Prompt =>
Nothing other than the lines from the one containing "Note: annotate every instance of the white glue" through the close of the entries below should be printed, each exactly.
··· Dataset rows ···
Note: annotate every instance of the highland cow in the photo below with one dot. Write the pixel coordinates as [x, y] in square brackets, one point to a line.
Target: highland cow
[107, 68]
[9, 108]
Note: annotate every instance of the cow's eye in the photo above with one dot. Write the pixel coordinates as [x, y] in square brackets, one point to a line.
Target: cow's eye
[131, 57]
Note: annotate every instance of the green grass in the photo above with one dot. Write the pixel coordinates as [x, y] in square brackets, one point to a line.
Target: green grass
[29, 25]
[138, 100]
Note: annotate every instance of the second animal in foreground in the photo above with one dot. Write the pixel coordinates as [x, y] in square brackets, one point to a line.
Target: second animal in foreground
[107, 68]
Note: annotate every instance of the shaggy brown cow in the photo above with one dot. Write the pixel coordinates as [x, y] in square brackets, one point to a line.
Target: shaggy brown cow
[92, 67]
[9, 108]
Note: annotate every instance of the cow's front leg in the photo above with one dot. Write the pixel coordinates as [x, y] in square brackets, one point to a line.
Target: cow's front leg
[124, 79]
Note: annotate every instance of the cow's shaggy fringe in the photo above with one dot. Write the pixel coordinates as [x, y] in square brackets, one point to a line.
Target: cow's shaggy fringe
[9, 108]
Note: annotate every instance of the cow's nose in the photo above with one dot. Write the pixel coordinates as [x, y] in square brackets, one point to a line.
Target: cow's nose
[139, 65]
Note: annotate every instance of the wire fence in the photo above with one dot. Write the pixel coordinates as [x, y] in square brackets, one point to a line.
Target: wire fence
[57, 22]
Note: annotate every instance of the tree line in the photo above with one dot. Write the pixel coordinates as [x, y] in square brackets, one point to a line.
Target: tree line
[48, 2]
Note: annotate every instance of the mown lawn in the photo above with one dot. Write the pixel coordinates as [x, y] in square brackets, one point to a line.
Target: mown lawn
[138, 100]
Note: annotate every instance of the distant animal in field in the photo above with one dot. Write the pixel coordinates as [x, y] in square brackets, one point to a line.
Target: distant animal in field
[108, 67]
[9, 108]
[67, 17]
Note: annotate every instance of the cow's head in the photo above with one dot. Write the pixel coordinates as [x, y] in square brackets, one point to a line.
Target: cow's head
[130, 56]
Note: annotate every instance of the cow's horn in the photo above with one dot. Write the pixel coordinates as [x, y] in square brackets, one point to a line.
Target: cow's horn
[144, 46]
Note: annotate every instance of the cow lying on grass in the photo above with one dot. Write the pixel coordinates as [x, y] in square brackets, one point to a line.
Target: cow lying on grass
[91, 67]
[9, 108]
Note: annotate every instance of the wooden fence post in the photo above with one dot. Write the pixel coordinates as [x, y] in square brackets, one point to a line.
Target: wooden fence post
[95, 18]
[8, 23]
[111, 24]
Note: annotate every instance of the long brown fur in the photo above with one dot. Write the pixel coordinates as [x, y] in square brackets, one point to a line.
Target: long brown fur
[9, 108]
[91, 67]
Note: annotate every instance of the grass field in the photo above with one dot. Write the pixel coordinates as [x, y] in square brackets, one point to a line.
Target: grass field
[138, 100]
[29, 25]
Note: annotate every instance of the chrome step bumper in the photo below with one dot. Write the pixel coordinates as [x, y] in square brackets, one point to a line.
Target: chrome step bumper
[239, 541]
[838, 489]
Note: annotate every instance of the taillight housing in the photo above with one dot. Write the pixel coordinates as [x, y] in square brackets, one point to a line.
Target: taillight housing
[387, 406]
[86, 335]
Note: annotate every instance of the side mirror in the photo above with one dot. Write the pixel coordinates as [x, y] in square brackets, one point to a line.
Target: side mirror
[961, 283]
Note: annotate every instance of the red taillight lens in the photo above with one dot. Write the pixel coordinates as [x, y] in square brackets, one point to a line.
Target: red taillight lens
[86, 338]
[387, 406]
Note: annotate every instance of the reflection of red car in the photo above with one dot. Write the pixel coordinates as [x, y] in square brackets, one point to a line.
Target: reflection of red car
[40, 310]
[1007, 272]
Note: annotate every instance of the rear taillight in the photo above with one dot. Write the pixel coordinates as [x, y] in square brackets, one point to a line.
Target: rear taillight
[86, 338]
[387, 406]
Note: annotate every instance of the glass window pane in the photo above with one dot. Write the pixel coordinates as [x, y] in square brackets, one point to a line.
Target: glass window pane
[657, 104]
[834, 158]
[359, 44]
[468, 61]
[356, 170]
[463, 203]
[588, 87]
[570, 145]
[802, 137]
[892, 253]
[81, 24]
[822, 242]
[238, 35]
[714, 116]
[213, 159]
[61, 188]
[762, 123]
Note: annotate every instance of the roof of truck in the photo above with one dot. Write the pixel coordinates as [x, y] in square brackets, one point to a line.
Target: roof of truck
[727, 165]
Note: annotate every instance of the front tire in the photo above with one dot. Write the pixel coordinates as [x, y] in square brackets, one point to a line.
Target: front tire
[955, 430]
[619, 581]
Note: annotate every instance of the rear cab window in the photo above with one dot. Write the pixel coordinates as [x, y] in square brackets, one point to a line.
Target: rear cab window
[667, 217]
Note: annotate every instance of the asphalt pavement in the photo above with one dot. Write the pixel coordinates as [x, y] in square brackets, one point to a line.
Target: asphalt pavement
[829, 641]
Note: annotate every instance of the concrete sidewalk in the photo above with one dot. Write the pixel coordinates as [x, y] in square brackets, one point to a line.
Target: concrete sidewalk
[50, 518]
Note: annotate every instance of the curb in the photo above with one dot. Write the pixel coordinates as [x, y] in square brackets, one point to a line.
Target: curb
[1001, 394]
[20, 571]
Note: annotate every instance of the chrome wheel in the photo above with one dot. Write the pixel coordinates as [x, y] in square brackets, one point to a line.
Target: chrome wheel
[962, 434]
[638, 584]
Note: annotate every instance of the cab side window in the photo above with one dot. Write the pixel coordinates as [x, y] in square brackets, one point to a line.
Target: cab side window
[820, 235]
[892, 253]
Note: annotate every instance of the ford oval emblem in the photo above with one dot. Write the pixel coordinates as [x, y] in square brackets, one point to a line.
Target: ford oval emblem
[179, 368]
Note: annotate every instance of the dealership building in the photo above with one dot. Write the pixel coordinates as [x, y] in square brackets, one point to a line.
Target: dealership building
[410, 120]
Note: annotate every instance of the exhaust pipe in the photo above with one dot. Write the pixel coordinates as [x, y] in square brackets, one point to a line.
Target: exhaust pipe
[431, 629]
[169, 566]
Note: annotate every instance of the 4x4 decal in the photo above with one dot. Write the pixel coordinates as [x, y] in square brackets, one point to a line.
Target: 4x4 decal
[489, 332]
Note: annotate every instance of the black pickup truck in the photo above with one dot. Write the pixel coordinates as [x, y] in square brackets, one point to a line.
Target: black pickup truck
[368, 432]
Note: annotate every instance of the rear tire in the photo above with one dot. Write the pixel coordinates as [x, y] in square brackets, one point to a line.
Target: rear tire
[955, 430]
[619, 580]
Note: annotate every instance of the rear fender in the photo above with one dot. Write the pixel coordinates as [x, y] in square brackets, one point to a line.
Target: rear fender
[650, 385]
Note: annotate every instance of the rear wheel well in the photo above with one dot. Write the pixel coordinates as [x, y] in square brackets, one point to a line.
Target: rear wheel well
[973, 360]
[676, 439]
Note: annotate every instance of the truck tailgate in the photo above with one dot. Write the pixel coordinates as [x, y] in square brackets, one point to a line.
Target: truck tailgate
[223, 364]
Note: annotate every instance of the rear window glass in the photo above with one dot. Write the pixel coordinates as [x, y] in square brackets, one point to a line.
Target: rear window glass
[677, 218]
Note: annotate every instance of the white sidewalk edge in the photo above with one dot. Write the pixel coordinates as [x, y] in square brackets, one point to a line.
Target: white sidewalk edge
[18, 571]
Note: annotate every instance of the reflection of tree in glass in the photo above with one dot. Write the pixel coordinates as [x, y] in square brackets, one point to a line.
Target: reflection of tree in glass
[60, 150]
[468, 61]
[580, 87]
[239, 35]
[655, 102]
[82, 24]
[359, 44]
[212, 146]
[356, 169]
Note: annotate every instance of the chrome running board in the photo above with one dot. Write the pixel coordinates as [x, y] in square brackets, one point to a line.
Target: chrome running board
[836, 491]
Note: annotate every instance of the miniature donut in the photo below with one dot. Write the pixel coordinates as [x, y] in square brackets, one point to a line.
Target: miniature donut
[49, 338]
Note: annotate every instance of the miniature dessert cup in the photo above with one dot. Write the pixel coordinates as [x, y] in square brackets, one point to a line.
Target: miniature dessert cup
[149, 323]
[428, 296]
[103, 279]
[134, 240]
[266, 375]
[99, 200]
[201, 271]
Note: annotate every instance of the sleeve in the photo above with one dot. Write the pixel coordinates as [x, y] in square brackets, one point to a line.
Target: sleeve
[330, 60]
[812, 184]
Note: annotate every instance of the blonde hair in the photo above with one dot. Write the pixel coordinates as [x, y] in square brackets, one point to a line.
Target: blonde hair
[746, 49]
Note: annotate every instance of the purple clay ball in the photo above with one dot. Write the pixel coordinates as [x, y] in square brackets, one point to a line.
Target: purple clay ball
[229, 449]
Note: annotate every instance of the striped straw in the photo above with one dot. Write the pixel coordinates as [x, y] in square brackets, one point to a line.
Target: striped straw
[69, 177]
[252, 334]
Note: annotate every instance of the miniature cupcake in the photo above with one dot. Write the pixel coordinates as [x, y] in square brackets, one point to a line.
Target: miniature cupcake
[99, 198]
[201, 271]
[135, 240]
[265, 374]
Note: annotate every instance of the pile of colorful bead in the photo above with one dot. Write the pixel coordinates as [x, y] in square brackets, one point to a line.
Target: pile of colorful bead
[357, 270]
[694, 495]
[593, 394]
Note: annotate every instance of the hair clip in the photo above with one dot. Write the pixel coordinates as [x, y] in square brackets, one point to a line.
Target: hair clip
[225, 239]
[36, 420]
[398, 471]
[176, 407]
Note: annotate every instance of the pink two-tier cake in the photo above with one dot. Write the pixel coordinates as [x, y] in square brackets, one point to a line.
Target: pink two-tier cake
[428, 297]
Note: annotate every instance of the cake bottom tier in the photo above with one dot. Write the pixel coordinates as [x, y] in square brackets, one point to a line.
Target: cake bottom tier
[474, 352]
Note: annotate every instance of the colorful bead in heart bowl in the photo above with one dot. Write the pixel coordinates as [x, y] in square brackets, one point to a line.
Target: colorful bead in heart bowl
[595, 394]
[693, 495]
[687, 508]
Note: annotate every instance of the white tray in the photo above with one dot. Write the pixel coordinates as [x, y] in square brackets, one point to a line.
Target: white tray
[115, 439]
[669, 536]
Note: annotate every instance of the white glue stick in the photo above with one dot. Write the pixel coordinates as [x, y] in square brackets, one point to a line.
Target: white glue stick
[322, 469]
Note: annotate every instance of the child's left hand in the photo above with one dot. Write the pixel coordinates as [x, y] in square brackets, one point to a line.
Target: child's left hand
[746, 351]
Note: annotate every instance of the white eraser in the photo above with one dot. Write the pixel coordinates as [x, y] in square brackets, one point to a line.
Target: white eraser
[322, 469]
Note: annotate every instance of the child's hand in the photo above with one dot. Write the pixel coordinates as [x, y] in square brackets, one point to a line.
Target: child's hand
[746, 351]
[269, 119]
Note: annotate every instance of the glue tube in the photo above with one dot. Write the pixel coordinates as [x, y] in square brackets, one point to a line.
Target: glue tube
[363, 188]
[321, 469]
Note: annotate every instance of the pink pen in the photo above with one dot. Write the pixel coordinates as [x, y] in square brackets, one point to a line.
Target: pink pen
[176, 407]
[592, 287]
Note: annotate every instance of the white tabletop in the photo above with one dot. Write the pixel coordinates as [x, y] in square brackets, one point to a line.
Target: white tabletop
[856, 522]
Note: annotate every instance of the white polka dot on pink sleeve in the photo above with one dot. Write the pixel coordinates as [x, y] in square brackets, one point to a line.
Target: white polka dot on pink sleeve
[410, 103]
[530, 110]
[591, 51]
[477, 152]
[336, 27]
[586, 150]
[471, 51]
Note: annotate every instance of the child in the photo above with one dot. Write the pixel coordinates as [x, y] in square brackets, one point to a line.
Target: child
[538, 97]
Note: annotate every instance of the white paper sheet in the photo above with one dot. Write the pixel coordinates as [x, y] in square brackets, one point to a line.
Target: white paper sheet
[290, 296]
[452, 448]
···
Problem solution =>
Note: annotate every instance of the white glue stick in the photo above with one dot. Write the pixel coordinates as [x, y] in square brackets, one point to a line.
Target: white glue stick
[322, 469]
Note: annotate every instance of the child's left hand in the photo above with one dot. Write the pixel coordinates as [x, y] in square brackets, one point to a line.
Target: child's left hand
[746, 351]
Note: annotate every instance of the white eraser in the photo above with one dot. Write the pixel coordinates as [x, y] in square brackets, one point to a line.
Target: white eraser
[322, 469]
Note: annotate every instance of the child's hand in the photo above with one dot. Write the pixel coordinates as [x, y] in square brackets, one point to a line.
Target: child's hand
[746, 351]
[269, 119]
Note: annotate every instance of the glue tube in the photo above with one dot. Write the pixel coordinates as [x, y] in square brackets, one point to a line.
Target: glue tube
[363, 188]
[321, 469]
Note: annotate every instance of the pink pen in the photo above with one dot. Write the pixel coordinates as [x, y] in square brackets, one point to a line.
Target: pink pen
[176, 407]
[592, 287]
Note: annotate every instance of the white tabletop in the photo above with one dot. Write the pixel coordinates as [x, y] in square brackets, one point to a line.
Target: white tabletop
[856, 522]
Note: annotate every instance of the white polka dot on pink sleeve in the photo above with one dot. Write the pixel coordinates as [x, y] in square brackets, one point to a line.
Target: white polka dot on pink sleeve
[410, 103]
[530, 110]
[591, 51]
[477, 152]
[336, 27]
[586, 150]
[471, 51]
Note: annotate every instance of the child in the photo above with one dot. Write the pixel coordinates as [x, y] in square brackets, one point to a line.
Target: child
[538, 97]
Note: annotate every instance of the white paper sheet in the photo above with one dot. Write the pixel coordinates as [x, y] in square brackets, one point to a line.
Target: white paper sheet
[290, 296]
[452, 448]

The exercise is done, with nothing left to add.